BEGIN Material provided

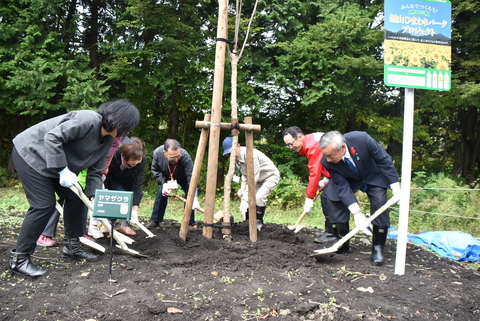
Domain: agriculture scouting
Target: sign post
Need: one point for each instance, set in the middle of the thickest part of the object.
(112, 205)
(417, 54)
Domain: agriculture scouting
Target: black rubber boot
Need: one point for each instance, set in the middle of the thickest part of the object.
(72, 250)
(378, 244)
(260, 214)
(340, 230)
(20, 264)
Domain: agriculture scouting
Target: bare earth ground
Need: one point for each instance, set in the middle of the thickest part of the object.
(211, 279)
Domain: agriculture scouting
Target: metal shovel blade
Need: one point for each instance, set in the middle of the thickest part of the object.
(339, 243)
(146, 230)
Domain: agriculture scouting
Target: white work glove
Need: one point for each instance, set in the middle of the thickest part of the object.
(240, 193)
(243, 206)
(307, 207)
(323, 183)
(67, 178)
(134, 217)
(195, 204)
(360, 222)
(166, 190)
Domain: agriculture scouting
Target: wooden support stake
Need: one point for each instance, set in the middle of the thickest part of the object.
(217, 97)
(228, 126)
(197, 167)
(252, 203)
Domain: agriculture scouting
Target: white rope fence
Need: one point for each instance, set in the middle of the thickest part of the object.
(437, 188)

END Material provided

### What is needed
Transcribe every line of the rows above without changing anything, and leave out any picture.

### The response
Domain: agriculture scouting
Target: sign post
Need: one point for each instance, set in the middle of the thickest part of the object.
(112, 205)
(417, 54)
Domain: agriculture scouting
Target: black rubber boot
Need: one point for each instance, set in the middle of the thickest part of the object.
(72, 250)
(378, 244)
(260, 214)
(340, 230)
(20, 264)
Domain: agriculture scouting
Target: bare earth ground
Need: one point for each instance, set in the middle of the thickest part of the object.
(211, 279)
Domain: agriculture scouting
Target: metal shovel blade
Need: one point for each instance, set in the middle of the thickest part of the object.
(339, 243)
(146, 230)
Domain: agriculture scouting
Target: white work glove
Need: one point for each instance, set in the middle of the thickest part of the object.
(240, 193)
(243, 206)
(307, 207)
(323, 183)
(67, 178)
(134, 217)
(195, 204)
(360, 222)
(166, 190)
Domain: agriculture scouting
Target: wooden support stake
Need: one point for each instance, set in the middle of the thickest part of the object.
(217, 97)
(228, 126)
(197, 167)
(252, 203)
Domain: agriculture scouting
Target: white rope fence
Need: one point for each instance, set in the middle of the thickest part of the object.
(437, 188)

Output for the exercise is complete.